> **WRITTEN PROBLEM**:
Reproduce the records verbatim, starting at their first line and ending with the line that contains "left=136, top=166, right=147, bottom=183". Include that last line and nothing after it.

Collected data entries

▬▬▬

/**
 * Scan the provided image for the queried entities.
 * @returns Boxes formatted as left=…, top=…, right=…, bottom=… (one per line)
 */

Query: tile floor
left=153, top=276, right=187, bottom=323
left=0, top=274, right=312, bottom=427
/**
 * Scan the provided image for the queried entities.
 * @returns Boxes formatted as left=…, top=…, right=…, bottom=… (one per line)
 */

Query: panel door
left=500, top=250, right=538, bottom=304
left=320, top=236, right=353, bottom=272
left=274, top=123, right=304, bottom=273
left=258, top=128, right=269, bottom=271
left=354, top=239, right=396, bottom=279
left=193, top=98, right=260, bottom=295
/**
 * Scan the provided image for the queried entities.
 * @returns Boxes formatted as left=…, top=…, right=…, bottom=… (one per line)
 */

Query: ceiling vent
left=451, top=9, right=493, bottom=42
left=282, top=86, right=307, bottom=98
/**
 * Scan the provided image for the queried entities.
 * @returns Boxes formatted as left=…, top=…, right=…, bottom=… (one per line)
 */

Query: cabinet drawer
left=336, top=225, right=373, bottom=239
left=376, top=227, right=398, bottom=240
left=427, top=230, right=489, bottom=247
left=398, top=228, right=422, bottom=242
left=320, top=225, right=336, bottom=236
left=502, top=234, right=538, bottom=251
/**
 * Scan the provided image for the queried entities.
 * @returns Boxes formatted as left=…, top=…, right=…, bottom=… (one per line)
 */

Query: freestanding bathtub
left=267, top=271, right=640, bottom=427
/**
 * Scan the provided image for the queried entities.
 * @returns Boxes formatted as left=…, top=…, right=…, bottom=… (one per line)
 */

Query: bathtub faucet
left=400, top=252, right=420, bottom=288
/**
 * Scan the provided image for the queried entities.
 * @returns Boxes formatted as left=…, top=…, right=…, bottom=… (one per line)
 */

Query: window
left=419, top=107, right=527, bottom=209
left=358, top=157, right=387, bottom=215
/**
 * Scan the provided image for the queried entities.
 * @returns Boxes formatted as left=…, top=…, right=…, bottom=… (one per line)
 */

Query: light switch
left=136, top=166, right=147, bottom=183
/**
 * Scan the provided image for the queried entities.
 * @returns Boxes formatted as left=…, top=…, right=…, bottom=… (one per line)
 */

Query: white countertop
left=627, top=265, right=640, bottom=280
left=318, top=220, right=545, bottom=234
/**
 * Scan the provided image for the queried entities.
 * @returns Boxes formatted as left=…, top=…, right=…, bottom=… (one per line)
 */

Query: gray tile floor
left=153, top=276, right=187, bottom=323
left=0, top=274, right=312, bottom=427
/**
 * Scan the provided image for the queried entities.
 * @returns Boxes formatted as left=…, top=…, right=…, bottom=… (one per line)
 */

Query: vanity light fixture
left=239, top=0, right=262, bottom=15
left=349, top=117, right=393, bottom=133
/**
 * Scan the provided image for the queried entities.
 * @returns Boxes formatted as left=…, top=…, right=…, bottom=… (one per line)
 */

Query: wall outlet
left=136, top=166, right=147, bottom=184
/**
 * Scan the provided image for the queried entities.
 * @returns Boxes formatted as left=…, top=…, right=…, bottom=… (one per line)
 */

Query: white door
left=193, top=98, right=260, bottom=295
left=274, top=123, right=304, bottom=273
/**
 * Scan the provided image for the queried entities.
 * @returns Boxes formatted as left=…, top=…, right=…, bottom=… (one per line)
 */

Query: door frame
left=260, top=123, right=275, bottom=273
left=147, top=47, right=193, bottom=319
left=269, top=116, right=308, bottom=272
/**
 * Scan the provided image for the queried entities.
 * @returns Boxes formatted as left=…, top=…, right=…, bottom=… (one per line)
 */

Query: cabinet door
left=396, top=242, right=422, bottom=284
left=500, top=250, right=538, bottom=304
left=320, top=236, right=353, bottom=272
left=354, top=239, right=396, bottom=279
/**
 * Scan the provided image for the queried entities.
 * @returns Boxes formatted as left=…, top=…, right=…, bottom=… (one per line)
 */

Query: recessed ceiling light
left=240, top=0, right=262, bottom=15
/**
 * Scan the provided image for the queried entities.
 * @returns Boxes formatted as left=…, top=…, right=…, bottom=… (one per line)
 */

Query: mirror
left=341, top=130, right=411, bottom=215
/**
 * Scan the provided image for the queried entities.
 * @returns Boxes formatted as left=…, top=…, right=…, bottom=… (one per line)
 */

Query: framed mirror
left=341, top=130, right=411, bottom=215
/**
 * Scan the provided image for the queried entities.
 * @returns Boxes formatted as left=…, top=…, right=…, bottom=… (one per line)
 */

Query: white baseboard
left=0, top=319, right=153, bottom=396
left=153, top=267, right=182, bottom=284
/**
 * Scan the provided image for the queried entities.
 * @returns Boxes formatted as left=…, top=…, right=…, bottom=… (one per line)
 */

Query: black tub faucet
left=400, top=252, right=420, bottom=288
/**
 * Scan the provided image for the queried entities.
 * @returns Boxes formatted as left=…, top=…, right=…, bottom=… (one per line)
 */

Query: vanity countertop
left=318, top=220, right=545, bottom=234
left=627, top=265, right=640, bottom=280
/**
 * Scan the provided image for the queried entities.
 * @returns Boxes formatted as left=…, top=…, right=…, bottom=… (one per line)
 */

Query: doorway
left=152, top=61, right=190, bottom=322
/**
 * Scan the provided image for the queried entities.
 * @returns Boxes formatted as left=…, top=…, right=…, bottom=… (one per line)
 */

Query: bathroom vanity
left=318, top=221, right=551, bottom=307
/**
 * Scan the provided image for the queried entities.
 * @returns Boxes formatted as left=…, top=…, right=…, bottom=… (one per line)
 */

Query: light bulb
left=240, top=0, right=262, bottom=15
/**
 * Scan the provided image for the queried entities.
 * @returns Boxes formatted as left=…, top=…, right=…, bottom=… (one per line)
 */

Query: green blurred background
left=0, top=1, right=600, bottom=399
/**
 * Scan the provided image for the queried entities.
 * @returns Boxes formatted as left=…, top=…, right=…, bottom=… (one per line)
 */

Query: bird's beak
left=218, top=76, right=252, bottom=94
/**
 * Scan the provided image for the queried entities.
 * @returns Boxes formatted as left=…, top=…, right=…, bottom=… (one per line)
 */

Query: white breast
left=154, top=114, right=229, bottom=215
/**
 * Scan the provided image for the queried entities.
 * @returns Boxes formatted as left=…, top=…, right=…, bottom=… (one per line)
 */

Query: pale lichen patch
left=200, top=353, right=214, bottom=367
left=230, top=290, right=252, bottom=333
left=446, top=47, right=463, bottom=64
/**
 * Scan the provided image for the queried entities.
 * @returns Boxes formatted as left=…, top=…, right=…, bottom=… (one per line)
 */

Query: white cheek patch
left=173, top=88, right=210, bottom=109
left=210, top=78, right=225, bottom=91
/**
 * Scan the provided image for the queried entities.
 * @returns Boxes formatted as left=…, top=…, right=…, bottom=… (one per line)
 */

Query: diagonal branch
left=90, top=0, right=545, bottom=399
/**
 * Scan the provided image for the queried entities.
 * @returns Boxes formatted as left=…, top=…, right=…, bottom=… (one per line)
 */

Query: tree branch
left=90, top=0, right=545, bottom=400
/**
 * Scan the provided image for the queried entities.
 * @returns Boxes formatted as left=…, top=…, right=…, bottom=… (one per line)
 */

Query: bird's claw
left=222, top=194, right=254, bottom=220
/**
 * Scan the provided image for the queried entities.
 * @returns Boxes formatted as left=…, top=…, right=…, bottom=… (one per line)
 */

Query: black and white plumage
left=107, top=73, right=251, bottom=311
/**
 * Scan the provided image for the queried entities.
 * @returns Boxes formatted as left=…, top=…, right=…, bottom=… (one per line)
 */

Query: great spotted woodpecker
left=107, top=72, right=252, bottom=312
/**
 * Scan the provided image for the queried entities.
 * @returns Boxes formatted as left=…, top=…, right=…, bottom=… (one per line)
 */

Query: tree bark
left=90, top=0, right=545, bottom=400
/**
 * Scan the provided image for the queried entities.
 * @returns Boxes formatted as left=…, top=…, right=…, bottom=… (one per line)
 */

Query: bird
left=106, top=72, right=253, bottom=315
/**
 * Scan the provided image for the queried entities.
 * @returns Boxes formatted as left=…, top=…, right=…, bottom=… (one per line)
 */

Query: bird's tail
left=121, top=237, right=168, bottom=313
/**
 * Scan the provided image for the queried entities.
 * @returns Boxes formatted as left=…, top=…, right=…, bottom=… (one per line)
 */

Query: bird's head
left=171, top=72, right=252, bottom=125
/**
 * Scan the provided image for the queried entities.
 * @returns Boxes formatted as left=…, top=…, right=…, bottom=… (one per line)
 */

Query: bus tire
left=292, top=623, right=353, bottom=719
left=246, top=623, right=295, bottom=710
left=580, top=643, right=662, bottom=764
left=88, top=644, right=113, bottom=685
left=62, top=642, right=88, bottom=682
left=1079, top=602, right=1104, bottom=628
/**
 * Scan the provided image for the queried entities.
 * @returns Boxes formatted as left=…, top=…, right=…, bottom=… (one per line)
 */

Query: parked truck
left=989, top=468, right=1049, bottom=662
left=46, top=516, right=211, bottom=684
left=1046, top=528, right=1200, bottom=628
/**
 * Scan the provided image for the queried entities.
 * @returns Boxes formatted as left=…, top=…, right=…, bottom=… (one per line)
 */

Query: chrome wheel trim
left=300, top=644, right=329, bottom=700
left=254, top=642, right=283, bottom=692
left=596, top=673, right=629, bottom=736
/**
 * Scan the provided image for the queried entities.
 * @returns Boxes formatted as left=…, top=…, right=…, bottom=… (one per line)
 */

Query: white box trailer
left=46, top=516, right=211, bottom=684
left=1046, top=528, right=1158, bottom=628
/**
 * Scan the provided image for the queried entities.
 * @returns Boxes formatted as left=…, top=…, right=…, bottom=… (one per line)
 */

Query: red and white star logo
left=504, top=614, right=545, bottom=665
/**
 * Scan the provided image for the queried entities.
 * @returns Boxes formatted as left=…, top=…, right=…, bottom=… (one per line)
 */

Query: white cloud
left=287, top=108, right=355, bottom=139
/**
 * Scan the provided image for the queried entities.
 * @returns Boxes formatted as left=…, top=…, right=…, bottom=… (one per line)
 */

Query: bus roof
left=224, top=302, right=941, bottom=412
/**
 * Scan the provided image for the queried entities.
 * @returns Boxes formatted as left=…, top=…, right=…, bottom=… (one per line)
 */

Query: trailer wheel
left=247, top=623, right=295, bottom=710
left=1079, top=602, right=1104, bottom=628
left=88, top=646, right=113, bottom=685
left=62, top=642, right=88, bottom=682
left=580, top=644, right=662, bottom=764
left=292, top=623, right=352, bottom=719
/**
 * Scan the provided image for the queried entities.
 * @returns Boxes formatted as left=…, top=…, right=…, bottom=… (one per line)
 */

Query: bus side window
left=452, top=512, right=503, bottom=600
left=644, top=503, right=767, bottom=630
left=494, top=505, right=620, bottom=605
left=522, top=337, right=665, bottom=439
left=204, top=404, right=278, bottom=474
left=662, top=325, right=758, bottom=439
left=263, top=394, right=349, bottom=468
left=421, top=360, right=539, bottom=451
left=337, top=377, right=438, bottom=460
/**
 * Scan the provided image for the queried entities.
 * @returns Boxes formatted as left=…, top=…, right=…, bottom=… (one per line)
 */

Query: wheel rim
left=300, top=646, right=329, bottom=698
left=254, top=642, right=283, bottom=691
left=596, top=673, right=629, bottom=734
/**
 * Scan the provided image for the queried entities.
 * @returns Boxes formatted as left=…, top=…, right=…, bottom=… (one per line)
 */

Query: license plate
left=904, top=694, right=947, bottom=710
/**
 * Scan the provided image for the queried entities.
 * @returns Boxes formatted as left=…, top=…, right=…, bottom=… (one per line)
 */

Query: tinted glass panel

▬▬▬

> **TASK RESULT**:
/**
 * Scan the provided image for the queried entities.
 * @returns Boxes formatted as left=…, top=…, right=…, bottom=… (one per line)
 */

Query: tile floor
left=153, top=276, right=187, bottom=323
left=0, top=274, right=312, bottom=427
/**
 * Scan the provided image for the queried entities.
 * @returns Boxes formatted as left=…, top=…, right=…, bottom=… (one per line)
 */

Query: panel door
left=500, top=250, right=538, bottom=304
left=320, top=236, right=353, bottom=272
left=274, top=123, right=304, bottom=273
left=258, top=128, right=269, bottom=271
left=354, top=239, right=396, bottom=279
left=193, top=98, right=260, bottom=295
/**
 * Scan the provided image for the queried entities.
 * @returns Boxes formatted as left=…, top=…, right=…, bottom=… (one per line)
 */

Query: ceiling vent
left=451, top=9, right=493, bottom=42
left=282, top=86, right=307, bottom=98
/**
 * Scan the provided image for the queried entities.
 * @returns Boxes formatted as left=…, top=…, right=…, bottom=… (one per line)
 */

Query: cabinet drawer
left=336, top=225, right=373, bottom=239
left=376, top=227, right=398, bottom=240
left=427, top=230, right=489, bottom=247
left=398, top=228, right=422, bottom=242
left=320, top=225, right=336, bottom=236
left=502, top=234, right=538, bottom=251
/**
 * Scan the provided image for the queried entities.
 * @returns Boxes formatted as left=…, top=…, right=…, bottom=… (one per line)
 */

Query: freestanding bathtub
left=267, top=271, right=640, bottom=427
/**
 * Scan the provided image for the queried entities.
 * @returns Boxes formatted as left=…, top=…, right=…, bottom=… (one per line)
 */

Query: bathtub faucet
left=400, top=252, right=420, bottom=288
/**
 * Scan the provided image for the queried entities.
 * @returns Boxes formatted as left=…, top=…, right=…, bottom=… (one per line)
 */

Query: window
left=419, top=107, right=527, bottom=209
left=358, top=157, right=387, bottom=215
/**
 * Scan the provided image for the queried entities.
 * @returns Boxes formatted as left=…, top=…, right=…, bottom=… (one per line)
 */

Query: light switch
left=136, top=166, right=147, bottom=183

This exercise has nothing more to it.